What is required.
Copy out every line of the material below that contains the string "segment".

Given data.
• • • •
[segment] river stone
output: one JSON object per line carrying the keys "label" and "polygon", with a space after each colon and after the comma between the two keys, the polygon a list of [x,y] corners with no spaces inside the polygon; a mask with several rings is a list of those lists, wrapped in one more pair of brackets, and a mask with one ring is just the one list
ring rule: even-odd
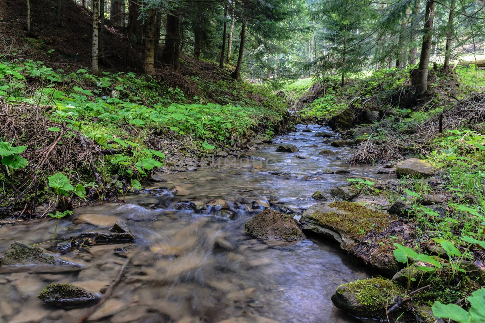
• • • •
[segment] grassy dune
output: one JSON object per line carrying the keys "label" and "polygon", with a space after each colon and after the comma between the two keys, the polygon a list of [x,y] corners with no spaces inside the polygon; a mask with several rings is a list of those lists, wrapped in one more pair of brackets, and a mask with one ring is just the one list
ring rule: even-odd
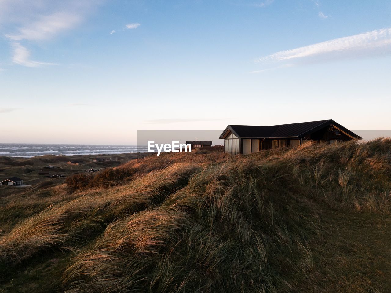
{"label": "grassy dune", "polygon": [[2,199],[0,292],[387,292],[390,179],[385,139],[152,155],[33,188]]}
• • • •
Written solution.
[segment] river stone
[segment] grassy dune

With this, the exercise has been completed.